# Stated task
Turn the data below into a Markdown table with two columns, Row and Data line. Start with the line containing "notation: point(167, 188).", go on through the line containing "point(155, 307)", include only those lines, and skip any blank ones.

# Dataset rows

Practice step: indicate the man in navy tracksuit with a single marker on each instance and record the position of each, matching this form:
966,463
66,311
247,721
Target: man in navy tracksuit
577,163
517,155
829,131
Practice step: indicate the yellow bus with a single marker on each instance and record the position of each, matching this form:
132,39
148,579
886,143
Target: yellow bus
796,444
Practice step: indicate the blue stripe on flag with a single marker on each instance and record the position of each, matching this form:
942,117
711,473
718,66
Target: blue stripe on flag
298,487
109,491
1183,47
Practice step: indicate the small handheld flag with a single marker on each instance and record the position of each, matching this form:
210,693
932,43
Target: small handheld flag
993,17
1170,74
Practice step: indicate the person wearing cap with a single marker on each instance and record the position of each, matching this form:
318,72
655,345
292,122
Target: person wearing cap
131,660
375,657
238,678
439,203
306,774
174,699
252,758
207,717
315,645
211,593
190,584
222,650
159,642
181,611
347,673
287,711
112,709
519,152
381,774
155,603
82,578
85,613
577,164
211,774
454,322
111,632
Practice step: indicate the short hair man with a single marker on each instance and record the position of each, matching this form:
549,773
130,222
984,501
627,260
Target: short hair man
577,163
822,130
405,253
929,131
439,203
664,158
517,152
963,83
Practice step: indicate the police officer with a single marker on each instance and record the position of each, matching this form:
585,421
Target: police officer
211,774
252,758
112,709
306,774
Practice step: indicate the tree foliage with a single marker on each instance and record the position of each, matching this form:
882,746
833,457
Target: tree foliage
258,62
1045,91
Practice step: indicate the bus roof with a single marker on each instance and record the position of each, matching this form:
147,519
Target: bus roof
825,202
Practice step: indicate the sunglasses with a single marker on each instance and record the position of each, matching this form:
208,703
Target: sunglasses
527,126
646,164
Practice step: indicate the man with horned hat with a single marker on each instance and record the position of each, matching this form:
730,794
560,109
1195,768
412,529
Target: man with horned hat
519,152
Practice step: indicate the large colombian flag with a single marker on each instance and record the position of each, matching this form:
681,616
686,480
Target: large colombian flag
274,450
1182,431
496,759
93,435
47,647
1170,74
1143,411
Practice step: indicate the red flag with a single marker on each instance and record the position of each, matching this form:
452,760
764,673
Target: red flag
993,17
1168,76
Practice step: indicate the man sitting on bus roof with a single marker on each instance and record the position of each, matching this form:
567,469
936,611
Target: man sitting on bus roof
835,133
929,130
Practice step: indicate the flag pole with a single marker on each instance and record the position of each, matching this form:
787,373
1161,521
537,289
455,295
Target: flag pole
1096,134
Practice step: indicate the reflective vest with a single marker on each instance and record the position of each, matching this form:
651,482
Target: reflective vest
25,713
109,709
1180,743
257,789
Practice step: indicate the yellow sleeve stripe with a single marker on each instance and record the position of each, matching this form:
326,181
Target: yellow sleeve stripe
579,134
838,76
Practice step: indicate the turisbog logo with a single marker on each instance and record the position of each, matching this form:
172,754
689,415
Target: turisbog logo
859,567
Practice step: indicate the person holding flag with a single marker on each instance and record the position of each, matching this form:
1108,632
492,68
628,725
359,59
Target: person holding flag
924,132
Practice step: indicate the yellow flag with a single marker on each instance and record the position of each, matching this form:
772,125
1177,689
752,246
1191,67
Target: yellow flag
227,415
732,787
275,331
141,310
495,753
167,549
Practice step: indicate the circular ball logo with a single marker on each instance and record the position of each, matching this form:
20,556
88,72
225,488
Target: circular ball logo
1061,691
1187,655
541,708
---
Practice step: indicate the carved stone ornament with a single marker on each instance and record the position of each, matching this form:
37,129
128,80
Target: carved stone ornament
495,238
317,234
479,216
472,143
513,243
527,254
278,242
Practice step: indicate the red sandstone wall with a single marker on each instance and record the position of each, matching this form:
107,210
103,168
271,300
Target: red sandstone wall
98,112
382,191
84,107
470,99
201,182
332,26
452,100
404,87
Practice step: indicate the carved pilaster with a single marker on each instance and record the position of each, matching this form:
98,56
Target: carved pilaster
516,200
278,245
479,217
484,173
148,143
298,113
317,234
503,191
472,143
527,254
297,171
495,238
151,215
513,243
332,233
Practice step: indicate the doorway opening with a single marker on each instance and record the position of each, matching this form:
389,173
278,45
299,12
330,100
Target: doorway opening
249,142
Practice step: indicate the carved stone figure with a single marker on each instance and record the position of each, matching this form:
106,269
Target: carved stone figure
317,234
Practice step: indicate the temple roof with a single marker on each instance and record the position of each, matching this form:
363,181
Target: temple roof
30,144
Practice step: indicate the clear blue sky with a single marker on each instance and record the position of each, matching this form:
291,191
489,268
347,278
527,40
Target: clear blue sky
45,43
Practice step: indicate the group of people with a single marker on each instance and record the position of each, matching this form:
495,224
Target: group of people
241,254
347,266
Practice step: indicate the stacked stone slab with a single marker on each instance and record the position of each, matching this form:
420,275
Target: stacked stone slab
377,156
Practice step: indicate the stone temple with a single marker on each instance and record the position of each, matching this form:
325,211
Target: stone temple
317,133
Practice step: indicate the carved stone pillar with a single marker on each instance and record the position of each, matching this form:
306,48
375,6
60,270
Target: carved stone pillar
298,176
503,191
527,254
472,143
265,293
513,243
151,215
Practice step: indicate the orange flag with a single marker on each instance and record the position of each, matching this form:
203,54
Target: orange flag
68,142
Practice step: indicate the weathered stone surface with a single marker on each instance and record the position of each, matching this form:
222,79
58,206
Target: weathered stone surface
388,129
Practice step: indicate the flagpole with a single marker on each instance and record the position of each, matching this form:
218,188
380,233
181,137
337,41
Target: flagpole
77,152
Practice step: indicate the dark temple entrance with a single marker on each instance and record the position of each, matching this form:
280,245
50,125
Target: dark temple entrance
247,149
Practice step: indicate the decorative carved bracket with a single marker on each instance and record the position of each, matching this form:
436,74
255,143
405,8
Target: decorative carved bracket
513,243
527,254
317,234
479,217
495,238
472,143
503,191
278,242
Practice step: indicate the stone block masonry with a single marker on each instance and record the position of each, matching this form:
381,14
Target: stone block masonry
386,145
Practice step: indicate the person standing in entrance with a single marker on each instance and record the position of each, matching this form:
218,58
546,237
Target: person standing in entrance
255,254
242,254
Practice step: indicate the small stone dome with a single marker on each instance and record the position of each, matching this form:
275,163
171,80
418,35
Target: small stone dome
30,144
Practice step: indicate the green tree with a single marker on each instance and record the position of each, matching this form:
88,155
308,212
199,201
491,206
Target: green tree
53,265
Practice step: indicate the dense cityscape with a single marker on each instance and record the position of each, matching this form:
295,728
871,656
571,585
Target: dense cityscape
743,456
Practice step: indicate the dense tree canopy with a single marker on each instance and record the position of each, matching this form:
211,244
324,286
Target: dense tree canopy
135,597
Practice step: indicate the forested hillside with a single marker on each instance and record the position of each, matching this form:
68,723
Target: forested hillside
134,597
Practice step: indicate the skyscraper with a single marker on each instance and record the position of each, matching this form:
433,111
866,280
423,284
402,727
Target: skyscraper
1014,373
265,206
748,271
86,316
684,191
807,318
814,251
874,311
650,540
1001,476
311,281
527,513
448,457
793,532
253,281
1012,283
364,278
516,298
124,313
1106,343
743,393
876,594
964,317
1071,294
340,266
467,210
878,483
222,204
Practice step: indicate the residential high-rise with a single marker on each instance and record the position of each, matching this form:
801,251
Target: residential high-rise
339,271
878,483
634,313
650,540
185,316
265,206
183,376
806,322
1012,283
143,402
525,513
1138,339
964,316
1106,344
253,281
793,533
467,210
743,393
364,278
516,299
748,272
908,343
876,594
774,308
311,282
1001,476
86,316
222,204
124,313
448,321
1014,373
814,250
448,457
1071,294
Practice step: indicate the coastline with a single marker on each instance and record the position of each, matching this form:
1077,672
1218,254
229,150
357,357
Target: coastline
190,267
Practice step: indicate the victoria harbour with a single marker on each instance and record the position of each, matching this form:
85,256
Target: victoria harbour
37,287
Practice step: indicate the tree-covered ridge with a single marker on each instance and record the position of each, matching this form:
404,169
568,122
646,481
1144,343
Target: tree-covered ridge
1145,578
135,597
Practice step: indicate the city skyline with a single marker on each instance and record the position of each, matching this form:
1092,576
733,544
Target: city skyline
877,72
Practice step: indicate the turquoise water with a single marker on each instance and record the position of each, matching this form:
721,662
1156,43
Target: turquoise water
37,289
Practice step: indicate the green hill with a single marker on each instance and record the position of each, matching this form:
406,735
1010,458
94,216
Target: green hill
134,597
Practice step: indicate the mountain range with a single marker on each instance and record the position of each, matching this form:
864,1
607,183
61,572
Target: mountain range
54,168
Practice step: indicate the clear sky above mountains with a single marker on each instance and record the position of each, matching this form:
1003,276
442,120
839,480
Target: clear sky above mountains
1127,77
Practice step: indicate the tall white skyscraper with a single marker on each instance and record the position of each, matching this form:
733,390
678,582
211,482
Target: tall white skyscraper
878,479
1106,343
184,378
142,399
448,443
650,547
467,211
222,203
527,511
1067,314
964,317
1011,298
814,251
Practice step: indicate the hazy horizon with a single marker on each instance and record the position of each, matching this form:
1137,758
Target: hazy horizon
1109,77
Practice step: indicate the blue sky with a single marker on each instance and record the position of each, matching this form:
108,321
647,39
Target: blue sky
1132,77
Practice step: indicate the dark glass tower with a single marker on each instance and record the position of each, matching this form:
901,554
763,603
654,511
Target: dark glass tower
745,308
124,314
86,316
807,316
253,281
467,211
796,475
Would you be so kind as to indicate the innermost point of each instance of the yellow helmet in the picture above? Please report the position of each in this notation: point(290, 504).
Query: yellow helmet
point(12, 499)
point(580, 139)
* * *
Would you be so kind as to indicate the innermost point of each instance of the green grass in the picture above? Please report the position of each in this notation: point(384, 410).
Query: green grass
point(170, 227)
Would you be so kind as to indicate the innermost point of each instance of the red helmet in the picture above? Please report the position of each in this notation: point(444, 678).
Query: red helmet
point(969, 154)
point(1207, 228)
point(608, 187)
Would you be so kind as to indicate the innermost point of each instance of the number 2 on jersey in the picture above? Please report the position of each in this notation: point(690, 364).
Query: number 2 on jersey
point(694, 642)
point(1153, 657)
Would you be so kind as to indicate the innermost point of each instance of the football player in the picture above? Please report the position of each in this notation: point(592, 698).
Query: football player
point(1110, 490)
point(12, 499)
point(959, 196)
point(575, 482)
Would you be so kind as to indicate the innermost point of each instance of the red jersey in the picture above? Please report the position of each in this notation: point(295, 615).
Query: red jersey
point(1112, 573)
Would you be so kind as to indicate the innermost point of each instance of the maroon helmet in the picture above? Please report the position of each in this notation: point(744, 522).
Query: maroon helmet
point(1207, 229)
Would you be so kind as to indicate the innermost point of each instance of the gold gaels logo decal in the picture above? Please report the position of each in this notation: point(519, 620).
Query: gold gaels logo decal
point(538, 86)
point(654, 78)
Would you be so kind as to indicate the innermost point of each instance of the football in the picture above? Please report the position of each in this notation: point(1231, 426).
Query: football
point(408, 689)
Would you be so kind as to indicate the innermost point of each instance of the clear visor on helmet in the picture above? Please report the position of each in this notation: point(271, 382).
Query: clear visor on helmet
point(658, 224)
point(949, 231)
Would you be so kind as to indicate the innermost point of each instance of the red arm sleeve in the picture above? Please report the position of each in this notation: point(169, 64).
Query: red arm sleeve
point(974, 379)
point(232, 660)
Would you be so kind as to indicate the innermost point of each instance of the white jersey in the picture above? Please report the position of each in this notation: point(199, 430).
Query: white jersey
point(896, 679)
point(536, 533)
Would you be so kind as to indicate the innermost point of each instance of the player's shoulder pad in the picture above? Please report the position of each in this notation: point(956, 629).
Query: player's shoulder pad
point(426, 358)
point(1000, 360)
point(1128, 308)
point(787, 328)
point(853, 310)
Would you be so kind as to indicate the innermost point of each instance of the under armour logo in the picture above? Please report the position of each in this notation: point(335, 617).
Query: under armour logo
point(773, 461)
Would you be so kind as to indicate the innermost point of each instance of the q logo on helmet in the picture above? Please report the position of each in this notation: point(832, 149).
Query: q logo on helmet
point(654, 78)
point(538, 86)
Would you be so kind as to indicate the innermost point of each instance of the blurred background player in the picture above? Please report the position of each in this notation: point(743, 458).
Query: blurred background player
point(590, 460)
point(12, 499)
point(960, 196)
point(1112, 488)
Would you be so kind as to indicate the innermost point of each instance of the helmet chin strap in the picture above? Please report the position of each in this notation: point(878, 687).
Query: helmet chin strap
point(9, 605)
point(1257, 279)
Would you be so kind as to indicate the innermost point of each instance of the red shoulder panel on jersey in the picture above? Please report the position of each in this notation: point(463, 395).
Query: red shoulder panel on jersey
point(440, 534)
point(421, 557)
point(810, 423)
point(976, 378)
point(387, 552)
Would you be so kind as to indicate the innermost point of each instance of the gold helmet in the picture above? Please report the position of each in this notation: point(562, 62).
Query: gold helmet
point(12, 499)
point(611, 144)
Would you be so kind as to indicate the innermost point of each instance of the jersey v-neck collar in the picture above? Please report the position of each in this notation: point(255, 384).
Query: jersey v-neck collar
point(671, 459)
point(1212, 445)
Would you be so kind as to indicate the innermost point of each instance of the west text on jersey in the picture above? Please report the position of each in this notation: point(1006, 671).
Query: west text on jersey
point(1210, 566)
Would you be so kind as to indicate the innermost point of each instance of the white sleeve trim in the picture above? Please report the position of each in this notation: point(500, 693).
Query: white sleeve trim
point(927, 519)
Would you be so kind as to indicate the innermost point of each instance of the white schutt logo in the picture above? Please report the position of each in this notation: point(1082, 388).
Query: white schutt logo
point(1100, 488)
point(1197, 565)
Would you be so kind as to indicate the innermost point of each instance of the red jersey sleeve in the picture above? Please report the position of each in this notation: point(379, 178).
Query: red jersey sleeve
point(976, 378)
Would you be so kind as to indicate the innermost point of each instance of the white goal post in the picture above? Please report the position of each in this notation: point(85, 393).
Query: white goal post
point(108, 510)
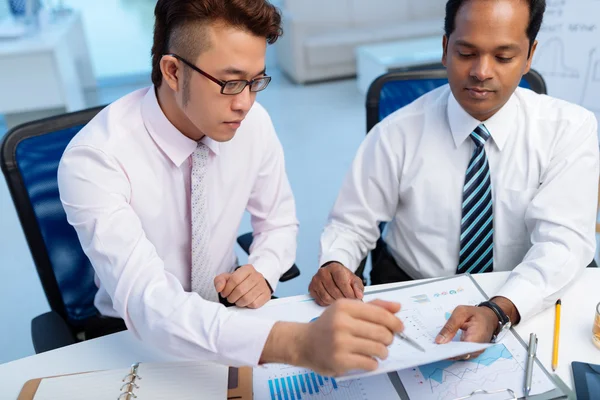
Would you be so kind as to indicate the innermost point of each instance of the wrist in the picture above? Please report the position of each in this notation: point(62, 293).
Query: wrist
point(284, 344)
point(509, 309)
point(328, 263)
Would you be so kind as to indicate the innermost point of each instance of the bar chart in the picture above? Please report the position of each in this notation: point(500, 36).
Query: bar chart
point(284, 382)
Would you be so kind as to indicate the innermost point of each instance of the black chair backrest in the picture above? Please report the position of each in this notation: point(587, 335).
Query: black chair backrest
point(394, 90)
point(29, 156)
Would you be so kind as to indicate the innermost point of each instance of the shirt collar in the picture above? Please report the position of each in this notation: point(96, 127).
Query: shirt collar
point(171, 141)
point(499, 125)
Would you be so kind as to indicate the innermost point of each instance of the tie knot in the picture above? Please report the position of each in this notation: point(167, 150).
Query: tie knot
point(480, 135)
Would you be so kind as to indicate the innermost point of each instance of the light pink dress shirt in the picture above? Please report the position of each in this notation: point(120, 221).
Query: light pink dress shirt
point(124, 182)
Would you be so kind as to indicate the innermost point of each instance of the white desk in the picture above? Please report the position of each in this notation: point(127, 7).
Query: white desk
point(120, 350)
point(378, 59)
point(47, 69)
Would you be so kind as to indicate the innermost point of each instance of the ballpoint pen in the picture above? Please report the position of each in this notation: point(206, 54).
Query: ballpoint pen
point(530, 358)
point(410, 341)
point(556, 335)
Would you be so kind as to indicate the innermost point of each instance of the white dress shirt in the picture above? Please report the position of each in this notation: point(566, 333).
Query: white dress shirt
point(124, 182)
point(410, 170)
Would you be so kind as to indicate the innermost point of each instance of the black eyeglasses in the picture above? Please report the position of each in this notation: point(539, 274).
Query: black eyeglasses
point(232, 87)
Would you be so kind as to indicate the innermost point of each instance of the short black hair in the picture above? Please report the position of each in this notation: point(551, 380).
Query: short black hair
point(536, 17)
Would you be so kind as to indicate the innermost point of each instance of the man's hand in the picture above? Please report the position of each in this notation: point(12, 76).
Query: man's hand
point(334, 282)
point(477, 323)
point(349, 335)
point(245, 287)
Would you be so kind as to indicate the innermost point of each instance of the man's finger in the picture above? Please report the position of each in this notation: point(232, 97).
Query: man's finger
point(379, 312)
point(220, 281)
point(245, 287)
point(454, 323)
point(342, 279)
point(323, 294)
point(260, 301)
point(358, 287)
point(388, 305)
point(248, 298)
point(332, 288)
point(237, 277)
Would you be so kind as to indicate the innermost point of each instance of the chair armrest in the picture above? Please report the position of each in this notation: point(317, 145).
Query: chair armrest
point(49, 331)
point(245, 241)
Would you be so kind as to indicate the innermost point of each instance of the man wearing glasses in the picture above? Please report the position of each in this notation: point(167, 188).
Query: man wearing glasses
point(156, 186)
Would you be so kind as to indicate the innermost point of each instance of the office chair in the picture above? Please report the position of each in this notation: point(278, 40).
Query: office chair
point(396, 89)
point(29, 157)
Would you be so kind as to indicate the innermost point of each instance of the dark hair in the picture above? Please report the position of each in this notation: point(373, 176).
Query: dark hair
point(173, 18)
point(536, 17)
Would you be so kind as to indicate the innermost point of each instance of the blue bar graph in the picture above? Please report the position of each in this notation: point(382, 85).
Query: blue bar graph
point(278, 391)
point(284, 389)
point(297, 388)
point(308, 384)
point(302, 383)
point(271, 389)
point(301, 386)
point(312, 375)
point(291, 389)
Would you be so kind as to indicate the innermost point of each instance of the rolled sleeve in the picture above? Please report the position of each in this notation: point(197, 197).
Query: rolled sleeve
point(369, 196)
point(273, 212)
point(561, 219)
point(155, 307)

# Task answer
| Row | Data line |
|---|---|
| 1 | Would you be so kind as to indicate the innermost point of each instance of the man wearing glasses in the picture above? Please report the position of each in this notation: point(167, 188). |
| 2 | Query: man wearing glasses |
| 3 | point(156, 186) |
| 4 | Would you be so kind as to indicate the innermost point of each instance of the office chair in the picture above? Please report the position of each in this notation: point(278, 40). |
| 5 | Query: office chair |
| 6 | point(396, 89) |
| 7 | point(29, 157) |
| 8 | Would you be so kind as to indicate the innermost point of each instance of the dark hair in the picture above? Please report the position of each in this notation: point(373, 176). |
| 9 | Query: dark hair |
| 10 | point(173, 18) |
| 11 | point(536, 17) |
| 12 | Would you be so kind as to indicate the innermost point of each instance of the blue bar graph in the picture above? Please report the position of each in this notation: point(382, 85). |
| 13 | Query: blue bar graph |
| 14 | point(278, 391) |
| 15 | point(284, 389) |
| 16 | point(297, 388) |
| 17 | point(308, 384) |
| 18 | point(302, 383) |
| 19 | point(271, 389) |
| 20 | point(301, 386) |
| 21 | point(312, 375) |
| 22 | point(291, 389) |
| 23 | Would you be so kind as to indicate the innermost point of each instance of the rolled sleeve in the picture above? Please report the position of each in this notation: point(197, 197). |
| 24 | Query: rolled sleeve |
| 25 | point(369, 196) |
| 26 | point(273, 212) |
| 27 | point(561, 219) |
| 28 | point(155, 307) |